The investment fund aims to renew and re-energise the country’s urban centres with its focus on inner-city precinct development that combines commercial buildings with affordable residential space to create inclusive and diverse neighbourhoods.
Divercity’s major shareholders and stakeholders are Atterbury and Ithemba Property, with Talis Property Fund playing a major part in the formation of the fund. Cornerstone investors will be RMH Property and Nedbank Property Partners, subject to Competition Commission approval. It launched earlier this year with a R2bn portfolio of prominent commercial and affordable residential assets, which will grow to over R4bn on completion of its latest development projects.
Following a competitive bidding process, Divercity acquired the 30-storey Absa Towers Main building from Absa, conditional on approvals from the Competition Commission.
The currently unoccupied building will be redeveloped into a mixed-use building, including 520 affordably priced residential rental apartments, a floor of coffee shops, restaurants and recreation, ground floor convenience retail, child care facilities, a public park, integrated public transport facilities and a wealth of public art.
Absa will also be leasing back nine floors with 10,000m2 of office space in the redeveloped building. Once completed, the development will be valued at over R400m.
The project will commence in early 2019, with Absa expected to reoccupy the towers early in 2020. The 20 floors dedicated to residential accommodation and recreation will be launched in various phases.
The project is also designed to enhance the area as a whole. As part of a wider neighbourhood development initiative, a pedestrian-friendly walkway with street furniture, lighting and art will be created from Absa Towers Main all the way to Maboneng. The urban intervention will prioritise pedestrians and people of the local community above vehicular traffic.
Between Absa Tower Main and Maboneng is Jewel City, the former heart of the diamond and precious metals trade in Johannesburg, which spans six city blocks that have been closed off to the public for decades. Divercity acquired Jewel City from Redefine Properties and the property transferred on 1 October 2018.
Jewel City will reopen to the public as a mixed-use precinct with a fully pedestrianised streetscape and a total development value of over R1.2bn once fully completed. The project includes the redevelopment of existing buildings as well as the construction of over 40,000m2 of new buildings in the precinct.
The rejuvenated Jewel City will include amenities such as a school, clinic, gym, parking and convenience retail as well as fast food and restaurants. It will also include 20,000m2 of commercial space, 1,200 new residential apartments in phase one and up to 1,000 in phase two. The pedestrian-friendly walkway between Absa Tower Main and Maboneng will pass directly through it.
Work on the Jewel City project begins in November with the first phase of retail, commercial and residential space set to be ready by August 2019.
In the next 18 months alone, with its ABSA Towers Main and Jewel City projects as well as R400m of residential accommodation under development in Maboneng, Divercity will launch more than 75,000m2 of new residential space in Joburg – more than 2,500 apartments in total.
Tebogo Mogashoa, chairman of Talis Property Fund, as well as chairman of the Atterbury Property Fund explains: “Creating affordable rental accommodation in a mixed-use precinct in a central city location gives wage-earning employees the opportunity to live close to work, which is extremely rare by global standards, and especially so in South Africa. Besides the luxury of offering a short walk to work, the pedestrianised precinct is also integrated with public transport for those who travel further.”

### Things to do
A - Summarize the Divercity text in two sentences.
B - Copy the Divercity text starting at "Jewel City will reopen" and ending at "directly through it.", replacing "clinic" with "pharmacy".
Draw only on the Divercity text.

### Given entries
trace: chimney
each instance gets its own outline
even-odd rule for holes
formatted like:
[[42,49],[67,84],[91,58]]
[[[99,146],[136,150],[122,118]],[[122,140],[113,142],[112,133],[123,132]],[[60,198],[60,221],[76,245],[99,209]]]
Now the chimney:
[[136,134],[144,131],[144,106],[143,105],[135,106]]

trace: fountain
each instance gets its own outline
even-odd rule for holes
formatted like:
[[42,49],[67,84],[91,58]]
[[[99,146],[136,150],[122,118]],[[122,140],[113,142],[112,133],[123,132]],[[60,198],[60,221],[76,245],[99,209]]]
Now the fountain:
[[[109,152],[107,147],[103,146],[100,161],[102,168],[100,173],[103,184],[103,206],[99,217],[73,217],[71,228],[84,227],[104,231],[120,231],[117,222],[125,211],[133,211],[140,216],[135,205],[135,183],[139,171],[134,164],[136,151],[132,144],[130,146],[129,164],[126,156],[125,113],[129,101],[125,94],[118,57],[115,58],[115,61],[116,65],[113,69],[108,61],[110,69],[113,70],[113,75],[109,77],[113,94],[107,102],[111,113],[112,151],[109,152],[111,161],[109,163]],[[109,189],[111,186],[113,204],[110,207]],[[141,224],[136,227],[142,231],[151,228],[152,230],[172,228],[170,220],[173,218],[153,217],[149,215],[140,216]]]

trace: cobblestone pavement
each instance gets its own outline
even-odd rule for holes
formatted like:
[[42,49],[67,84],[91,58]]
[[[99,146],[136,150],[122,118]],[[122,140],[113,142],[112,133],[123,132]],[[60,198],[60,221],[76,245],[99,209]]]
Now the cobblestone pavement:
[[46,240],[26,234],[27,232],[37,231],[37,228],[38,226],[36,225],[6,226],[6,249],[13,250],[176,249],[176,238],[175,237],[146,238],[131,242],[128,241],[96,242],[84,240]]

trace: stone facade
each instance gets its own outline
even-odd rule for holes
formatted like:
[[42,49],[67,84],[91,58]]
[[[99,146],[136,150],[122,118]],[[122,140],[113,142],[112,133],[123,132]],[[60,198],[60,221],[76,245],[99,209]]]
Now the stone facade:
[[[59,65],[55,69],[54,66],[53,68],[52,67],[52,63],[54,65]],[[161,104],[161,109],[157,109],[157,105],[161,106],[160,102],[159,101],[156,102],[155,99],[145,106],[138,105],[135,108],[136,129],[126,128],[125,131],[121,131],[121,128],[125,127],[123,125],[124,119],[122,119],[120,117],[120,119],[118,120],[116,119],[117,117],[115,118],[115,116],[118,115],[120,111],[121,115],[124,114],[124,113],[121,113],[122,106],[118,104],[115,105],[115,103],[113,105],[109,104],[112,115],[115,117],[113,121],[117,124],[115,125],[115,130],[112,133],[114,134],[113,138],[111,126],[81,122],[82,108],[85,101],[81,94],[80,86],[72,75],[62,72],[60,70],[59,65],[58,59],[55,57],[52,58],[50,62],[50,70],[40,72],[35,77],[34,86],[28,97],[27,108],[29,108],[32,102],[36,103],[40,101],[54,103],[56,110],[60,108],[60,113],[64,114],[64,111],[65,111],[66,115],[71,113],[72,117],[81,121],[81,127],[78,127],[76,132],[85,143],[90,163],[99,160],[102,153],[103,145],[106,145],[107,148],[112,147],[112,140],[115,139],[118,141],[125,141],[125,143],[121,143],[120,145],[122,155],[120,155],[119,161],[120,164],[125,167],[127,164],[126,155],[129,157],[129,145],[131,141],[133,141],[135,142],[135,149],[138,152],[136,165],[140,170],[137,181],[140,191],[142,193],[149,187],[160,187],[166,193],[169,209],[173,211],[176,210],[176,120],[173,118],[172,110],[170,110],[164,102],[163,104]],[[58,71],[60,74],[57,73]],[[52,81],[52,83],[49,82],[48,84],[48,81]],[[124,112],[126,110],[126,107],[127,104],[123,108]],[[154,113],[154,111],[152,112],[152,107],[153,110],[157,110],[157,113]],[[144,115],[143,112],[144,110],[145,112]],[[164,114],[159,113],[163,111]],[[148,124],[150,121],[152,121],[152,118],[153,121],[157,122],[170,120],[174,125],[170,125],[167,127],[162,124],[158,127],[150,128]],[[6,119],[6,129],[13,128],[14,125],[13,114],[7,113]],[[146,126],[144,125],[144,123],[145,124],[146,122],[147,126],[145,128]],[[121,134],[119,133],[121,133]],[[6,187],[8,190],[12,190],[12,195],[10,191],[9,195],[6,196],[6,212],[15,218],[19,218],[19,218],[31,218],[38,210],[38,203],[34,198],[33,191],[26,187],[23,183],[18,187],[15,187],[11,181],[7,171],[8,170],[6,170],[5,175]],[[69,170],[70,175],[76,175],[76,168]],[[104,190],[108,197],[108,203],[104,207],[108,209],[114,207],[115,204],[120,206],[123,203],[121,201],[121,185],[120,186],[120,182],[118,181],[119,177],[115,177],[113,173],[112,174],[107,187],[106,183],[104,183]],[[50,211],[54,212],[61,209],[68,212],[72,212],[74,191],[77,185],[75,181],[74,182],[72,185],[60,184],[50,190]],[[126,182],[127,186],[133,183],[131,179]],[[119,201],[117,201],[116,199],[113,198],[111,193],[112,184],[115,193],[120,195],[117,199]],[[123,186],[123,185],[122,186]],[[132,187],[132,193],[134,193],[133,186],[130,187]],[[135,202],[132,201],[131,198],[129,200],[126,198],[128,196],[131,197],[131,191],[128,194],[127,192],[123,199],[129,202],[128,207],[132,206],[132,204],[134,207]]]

--

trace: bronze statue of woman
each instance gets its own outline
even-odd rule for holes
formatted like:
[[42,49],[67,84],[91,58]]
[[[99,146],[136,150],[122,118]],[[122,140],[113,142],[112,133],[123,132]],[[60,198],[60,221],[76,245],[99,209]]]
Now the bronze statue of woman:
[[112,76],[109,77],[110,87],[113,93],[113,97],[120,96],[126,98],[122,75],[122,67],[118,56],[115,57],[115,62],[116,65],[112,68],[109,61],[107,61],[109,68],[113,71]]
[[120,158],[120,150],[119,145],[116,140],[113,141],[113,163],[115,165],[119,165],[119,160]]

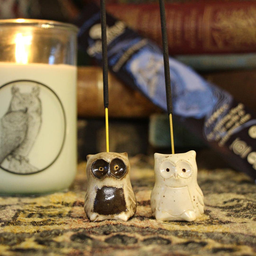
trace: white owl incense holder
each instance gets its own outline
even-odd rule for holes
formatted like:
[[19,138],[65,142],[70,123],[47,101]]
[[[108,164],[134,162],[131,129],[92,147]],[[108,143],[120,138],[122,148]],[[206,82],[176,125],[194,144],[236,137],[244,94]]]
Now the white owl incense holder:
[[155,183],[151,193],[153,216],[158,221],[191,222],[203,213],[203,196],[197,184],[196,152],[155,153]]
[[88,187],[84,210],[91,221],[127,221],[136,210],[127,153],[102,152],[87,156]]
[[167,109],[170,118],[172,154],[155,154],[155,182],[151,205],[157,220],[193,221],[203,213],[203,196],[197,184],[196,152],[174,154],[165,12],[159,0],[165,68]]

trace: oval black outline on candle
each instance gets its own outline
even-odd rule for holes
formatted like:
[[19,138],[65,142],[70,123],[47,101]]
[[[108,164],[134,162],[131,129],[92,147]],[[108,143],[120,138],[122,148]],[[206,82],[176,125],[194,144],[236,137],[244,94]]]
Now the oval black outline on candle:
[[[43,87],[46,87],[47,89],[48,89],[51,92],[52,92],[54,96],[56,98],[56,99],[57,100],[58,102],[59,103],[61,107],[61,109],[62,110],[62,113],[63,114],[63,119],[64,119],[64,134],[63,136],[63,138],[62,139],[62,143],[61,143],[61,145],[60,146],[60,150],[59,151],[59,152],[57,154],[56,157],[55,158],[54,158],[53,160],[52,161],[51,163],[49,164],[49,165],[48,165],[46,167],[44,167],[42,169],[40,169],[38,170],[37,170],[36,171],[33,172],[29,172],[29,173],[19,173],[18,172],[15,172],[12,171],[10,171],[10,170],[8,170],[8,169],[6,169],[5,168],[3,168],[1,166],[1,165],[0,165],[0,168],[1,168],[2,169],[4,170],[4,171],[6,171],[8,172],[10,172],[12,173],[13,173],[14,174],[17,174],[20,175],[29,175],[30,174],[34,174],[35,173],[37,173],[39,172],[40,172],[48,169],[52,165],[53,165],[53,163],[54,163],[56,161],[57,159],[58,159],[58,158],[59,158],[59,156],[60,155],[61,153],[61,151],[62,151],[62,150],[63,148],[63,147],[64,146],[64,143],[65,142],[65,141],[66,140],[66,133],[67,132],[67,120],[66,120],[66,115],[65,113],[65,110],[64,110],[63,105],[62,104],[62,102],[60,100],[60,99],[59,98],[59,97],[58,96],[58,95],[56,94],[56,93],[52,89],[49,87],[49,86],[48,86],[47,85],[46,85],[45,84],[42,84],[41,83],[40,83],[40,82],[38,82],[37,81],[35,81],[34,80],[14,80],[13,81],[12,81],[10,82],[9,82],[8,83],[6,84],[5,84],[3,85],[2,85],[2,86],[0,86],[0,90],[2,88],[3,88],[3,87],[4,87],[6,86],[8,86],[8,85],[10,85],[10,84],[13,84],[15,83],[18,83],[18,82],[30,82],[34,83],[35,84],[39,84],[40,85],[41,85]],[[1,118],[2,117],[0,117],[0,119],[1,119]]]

==

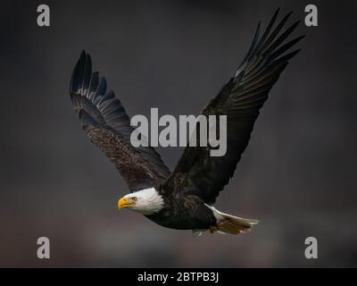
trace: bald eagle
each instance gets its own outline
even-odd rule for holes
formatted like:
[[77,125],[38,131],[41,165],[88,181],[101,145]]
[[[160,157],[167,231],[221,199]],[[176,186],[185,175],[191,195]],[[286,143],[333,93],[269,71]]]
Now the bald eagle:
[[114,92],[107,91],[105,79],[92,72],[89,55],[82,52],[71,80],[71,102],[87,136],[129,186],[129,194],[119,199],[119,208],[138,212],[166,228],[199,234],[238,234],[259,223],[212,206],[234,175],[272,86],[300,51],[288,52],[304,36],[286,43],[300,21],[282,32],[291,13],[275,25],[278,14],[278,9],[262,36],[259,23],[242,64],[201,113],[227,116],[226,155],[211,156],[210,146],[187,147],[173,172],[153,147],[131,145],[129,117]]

### Answer set
A - Divercity is an investment fund focused on inner-city precincts that combine commercial buildings with affordable housing. It launched with a R2bn portfolio and has acquired Absa Towers Main and Jewel City in Johannesburg, which will become mixed-use developments linked by a pedestrian-friendly walkway to Maboneng, and within 18 months it will launch more than 2,500 apartments in Joburg.

B -
Jewel City will reopen to the public as a mixed-use precinct with a fully pedestrianised streetscape and a total development value of over R1.2bn once fully completed. The project includes the redevelopment of existing buildings as well as the construction of over 40,000m2 of new buildings in the precinct.
The rejuvenated Jewel City will include amenities such as a school, pharmacy, gym, parking and convenience retail as well as fast food and restaurants. It will also include 20,000m2 of commercial space, 1,200 new residential apartments in phase one and up to 1,000 in phase two. The pedestrian-friendly walkway between Absa Tower Main and Maboneng will pass directly through it.